--- EXTRACT ---
---------------
[antlr-interest] Languages where keywords can be used as identifiers

Tue Feb 7 16:14:40 PST 2006

> Are there any hooks (from the parser) into the lexer, to tell it to
> switch off testLiterals, or (due to lookahead) is it already too late
> once the parser is parsing a rule?

Due to the lookahead, it's already too late. Having the parser trigger state switches in the lexer just leads to a world of hurt.

I agree about the maintenance issue with regard to keeping a list of unreserved keywords. The grammar I maintain (I wrote a parser for a language called ABL from Progress Software) has over 1000 token types now, most of those are unreserved keywords. I had hoped that your situation was different.

I don't know of any way around the fact that all of the unreserved keywords need to be listed as a rule in your grammar. The parser that Antlr generates needs that rule so that it can deal with lookahead issues.

John at joanju dot com

Adam Bishop (DSLWN) wrote:
> Thanks.
> The problem with this is that the list of (unreserved) keywords is
> expanding, so I would need to maintain the unreservedKeyword rule.  I
> need some way of guaranteeing that all of the keywords are in the rule,
> so I could use the literals txt file generated to generate the
> unreservedKeyword rule and import that rule into the grammar...
> 
> I have been trying a different approach, and have made a method that
> (greedily) fetches and matches the next token
> 
> 	/**
> 	  * Returns the string of the identifier.
> 	  * <p>Should be used instead of the ID token, since the ID
> token will only be returned
> 	  * by the lexer if the identifier is not a keyword
> 	  * <p>Show caution in the use of this method, particularly if
> ID is only one of many options.  
> 	  * If it is then getID should be the last option, as it will
> physically force the parser to chew up the next token regardless (i.e.
> always matches)
> 	  * @throws TokenStreamException 
> 	  * @throws MismatchedTokenException 
> 	  **/
> 	private Token getID() throws MismatchedTokenException,
> TokenStreamException{
> 		Token result = LT(1);
> 		match(result.getType());
> 		return result;
> 	}
> 
> It works in the case that the rule actually can be greedy, but the
> obvious downsides of this are that the getID needs to be the last option
> within any selection, and if it is part of an optional clause it will
> fail.  I could modify it to stop it calling match 100% of the time
> (possibly by passing in an exception set of tokens)
> 
> But both of these approaches seem to be... less than elegant.
> 
> Are there any hooks (from the parser) into the lexer, to tell it to
> switch off testLiterals, or (due to lookahead) is it already too late
> once the parser is parsing a rule?
---------------
--- GIVEN INFORMATION ---
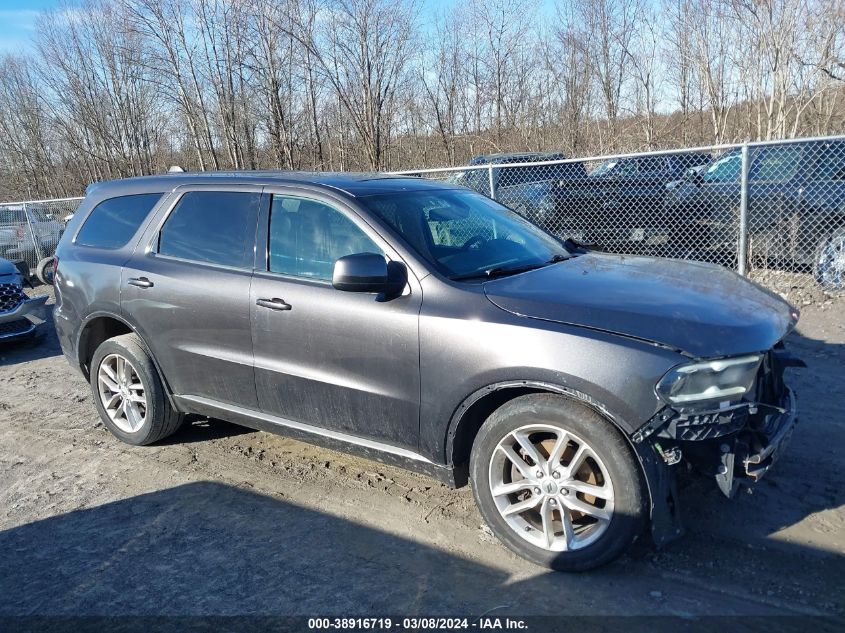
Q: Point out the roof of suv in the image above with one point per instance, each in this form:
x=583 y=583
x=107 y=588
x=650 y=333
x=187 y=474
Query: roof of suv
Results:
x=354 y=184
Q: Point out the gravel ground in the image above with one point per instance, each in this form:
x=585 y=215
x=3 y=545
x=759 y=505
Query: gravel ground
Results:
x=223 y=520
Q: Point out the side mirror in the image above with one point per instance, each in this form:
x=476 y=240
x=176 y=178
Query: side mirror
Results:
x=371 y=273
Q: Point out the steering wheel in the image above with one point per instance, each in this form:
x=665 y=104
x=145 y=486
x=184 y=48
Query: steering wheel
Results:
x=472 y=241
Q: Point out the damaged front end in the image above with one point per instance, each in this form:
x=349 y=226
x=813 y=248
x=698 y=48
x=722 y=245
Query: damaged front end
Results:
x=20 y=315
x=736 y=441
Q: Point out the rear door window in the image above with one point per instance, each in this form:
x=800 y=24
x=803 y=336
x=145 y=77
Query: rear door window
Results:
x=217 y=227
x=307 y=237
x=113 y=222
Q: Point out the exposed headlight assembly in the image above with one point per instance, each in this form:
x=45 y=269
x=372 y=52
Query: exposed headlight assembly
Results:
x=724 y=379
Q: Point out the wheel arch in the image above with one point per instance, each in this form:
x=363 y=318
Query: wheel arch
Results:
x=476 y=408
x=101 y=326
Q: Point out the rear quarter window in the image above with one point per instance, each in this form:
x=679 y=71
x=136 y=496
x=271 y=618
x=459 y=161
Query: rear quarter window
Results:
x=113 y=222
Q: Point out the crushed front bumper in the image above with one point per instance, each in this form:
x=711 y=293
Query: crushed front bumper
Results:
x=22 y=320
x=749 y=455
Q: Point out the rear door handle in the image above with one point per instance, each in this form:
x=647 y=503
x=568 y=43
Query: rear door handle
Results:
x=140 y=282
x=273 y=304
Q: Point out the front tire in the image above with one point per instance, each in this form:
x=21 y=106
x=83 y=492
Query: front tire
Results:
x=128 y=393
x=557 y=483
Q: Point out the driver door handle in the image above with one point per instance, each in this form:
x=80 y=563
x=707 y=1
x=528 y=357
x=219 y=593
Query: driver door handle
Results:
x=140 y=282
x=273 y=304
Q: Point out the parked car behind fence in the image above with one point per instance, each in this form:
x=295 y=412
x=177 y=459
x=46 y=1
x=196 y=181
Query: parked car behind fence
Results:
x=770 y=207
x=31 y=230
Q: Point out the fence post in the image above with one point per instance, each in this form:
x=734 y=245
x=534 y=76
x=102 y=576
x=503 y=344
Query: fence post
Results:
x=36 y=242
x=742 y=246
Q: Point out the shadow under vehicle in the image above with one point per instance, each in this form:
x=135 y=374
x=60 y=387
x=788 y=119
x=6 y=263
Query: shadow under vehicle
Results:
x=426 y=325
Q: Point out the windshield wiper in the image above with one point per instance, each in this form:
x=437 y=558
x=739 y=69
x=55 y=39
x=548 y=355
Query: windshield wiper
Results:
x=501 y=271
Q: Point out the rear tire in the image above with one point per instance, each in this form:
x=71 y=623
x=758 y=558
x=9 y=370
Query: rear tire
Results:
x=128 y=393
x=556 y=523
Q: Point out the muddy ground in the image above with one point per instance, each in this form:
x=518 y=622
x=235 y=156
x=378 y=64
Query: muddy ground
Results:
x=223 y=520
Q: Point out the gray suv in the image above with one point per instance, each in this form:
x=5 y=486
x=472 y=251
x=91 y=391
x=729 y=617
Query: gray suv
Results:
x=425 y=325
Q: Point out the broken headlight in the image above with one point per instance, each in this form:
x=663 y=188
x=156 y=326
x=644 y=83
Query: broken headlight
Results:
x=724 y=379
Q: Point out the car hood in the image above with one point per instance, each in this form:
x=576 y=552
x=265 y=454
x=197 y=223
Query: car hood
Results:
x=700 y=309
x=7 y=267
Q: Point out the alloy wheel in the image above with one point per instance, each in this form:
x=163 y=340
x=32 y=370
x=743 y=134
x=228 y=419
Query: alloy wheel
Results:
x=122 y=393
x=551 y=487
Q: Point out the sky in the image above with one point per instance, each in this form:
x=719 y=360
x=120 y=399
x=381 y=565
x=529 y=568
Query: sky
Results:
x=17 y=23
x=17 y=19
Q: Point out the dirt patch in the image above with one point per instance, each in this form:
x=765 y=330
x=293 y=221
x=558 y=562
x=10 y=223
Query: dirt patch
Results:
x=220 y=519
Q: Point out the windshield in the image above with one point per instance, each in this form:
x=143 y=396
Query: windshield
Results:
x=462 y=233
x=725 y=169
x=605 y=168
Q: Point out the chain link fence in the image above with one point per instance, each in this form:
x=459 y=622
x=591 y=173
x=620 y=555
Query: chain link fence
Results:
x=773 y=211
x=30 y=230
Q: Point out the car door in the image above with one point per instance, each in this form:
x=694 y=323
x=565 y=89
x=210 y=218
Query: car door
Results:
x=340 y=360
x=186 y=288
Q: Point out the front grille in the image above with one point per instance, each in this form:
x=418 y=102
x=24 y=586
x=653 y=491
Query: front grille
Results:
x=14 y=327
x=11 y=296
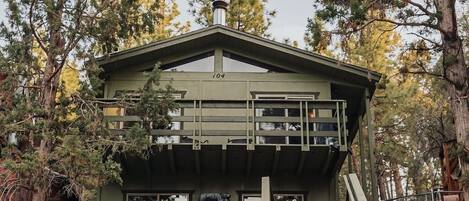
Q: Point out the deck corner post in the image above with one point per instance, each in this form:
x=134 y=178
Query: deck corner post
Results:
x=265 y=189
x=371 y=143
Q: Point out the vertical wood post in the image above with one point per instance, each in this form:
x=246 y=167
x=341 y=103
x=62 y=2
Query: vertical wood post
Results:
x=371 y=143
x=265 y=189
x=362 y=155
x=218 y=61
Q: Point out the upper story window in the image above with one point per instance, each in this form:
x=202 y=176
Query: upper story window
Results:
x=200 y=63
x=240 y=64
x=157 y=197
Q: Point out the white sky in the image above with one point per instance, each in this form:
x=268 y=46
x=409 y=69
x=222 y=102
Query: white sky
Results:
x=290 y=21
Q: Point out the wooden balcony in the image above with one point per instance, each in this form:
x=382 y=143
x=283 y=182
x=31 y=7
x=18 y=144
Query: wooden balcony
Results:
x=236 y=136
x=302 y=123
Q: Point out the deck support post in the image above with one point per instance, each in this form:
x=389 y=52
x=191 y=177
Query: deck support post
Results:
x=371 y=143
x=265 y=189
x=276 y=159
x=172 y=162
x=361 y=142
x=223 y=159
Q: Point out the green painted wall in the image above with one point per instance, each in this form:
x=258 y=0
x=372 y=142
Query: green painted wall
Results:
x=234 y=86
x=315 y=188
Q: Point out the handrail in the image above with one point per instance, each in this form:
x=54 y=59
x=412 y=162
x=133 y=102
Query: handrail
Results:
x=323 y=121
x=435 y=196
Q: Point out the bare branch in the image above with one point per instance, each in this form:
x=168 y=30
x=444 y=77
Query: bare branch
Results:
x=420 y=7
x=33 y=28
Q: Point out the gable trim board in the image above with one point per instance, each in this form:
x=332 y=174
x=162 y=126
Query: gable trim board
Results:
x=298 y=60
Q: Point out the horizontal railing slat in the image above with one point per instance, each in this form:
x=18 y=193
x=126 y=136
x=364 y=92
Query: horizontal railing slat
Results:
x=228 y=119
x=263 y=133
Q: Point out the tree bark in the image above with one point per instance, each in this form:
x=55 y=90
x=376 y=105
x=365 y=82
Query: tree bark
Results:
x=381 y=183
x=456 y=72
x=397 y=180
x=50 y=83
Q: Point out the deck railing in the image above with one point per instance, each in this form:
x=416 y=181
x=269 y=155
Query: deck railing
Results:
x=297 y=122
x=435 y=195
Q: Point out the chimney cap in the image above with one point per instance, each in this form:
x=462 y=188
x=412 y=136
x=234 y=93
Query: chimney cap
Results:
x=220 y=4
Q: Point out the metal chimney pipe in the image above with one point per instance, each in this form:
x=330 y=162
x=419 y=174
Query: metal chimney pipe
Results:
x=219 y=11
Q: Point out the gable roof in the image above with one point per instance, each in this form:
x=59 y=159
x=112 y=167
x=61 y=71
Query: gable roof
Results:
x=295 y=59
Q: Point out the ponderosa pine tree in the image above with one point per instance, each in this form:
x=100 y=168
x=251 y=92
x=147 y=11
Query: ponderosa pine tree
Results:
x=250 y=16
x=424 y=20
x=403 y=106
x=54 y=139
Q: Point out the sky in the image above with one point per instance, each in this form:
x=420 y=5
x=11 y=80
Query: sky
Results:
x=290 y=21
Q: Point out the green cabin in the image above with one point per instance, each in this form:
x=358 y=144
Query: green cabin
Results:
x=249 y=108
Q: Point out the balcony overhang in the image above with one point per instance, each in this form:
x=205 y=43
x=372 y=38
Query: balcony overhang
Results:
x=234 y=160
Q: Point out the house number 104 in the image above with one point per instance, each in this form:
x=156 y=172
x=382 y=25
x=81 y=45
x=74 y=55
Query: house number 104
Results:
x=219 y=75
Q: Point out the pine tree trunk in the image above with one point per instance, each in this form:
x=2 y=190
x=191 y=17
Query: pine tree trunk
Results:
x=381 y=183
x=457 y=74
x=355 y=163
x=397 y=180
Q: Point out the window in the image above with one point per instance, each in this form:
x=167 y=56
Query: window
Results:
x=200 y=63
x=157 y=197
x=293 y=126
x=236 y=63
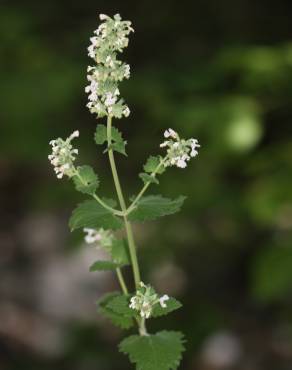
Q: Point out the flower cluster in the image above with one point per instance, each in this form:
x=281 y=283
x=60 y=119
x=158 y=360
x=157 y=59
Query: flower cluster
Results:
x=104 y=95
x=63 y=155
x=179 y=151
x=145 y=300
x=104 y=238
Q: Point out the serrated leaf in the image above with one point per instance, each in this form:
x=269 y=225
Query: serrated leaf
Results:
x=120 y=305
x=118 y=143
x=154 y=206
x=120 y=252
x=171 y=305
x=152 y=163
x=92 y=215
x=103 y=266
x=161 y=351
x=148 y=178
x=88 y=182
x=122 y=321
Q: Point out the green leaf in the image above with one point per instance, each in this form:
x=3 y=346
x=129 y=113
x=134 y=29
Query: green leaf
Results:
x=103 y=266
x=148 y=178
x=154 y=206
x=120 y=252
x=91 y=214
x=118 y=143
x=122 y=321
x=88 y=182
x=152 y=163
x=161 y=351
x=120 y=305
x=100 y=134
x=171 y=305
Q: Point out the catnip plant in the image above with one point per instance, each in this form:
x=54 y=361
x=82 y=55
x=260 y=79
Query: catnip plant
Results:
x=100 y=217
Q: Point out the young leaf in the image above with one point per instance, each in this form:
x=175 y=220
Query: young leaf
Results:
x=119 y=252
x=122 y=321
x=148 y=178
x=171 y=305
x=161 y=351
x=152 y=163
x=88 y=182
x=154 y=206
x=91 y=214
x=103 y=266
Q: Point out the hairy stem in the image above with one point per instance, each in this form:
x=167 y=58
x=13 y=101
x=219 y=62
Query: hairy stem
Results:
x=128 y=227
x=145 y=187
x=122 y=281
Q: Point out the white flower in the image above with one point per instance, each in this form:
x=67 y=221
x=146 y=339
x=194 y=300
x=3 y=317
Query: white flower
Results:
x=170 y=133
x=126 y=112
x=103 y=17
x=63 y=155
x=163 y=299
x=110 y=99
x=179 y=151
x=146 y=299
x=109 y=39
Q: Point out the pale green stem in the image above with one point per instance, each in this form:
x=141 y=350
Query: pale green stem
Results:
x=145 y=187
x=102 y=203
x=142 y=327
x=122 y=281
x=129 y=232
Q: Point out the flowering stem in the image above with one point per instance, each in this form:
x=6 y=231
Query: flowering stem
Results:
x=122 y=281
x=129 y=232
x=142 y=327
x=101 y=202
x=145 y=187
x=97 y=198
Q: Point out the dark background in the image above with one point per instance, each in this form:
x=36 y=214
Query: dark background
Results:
---------------
--- PROBLEMS AND TASKS ---
1) Answer these from the ANTLR thread:
(a) How many token types does the grammar John maintains now have?
(b) According to its doc comment, where must getID be placed when ID is one of several options?
(c) Which generated file did Adam propose using to build the unreservedKeyword rule?
2) Rewrite the paragraph of the ANTLR thread beginning "I agree about the maintenance issue" as a short bulleted list, keeping its main facts.
3) Pick up the ANTLR thread after its final line and continue it.

--- EXERCISE RESPONSES ---
1)
(a) Over 1000, most of them unreserved keywords.
(b) It should be the last option.
(c) The literals txt file.

2)
- Agrees that keeping a list of unreserved keywords is a maintenance issue.
- Maintains a grammar for ABL, a language from Progress Software.
- That grammar has over 1000 token types, most of them unreserved keywords.
- Had hoped Adam's situation was different.

3)
> 
> P.S. I'm leaning towards your solution.
> 
> 
> -----Original Message-----
> From: John Green [mailto:greenj at ix.netcom.com] 
> Sent: Wednesday, 8 February 2006 12:13 p.m.
> To: Adam Bishop (DSLWN)
> Cc: antlr-interest at antlr.org
> Subject: Re: [antlr-interest] Languages where keywords can be used as
> identifiers
> 
> I went through the same thing a long time ago. To do it similar to what
> I did:
> 
> The lexer would always recognize "loop" as a keyword token LOOP.
> 
> The grammar would have a rule like:
>   unreservedkeyword: loop | etc | etc ;
> 
> The grammar would use a rule named "id":
>   id: ID | unreservedkeyword ;
> 
> But enhance that last rule a bit, so that when you add it to the tree,
> you change the type from LOOP (or whatever keyword) to ID:
>   id: ID | urk:unreservedkeyword { #urk.setType(ID); }
> I probably have the syntax wrong for setType, sorry, this is off the top
> of my head.
> 
> Now your grammar can use:
>   "goto" id
> and
>   datatype id
> 
> 
> HTH,
> John
> john at joanju dot com
> 
> 
> Adam Bishop (DSLWN) wrote:
>> I am parsing a language where "loop" is a keyword, however a label can
> 
>> be named loop.  The rule for label expects an identifier token, but
> the 
>> lexer will return a loop token.  Is there any way to switch
> testLiterals 
>> for a particular rule?
>>
>>  
>>
>> Ideally the Lexer shouldn't be doing testLiterals for any usage of the
> 
>> token ID in the parser.
>>
>>  
>>
>> NOTE:  To make things worse, I am having this problem wherever I have
> a 
>> rule in the parser that expects an identifier
>>
>> e.g.
>>
>>  
>>
>> "goto" ID
>>
>>  
>>
>> Will fail for input "goto loop"
>>
>>  
>>
>> And
>>
>>  
>>
>> datatype ID
>>
>>  
>>
>> will fail for "Number length" (since length is a keyword in another
> rule)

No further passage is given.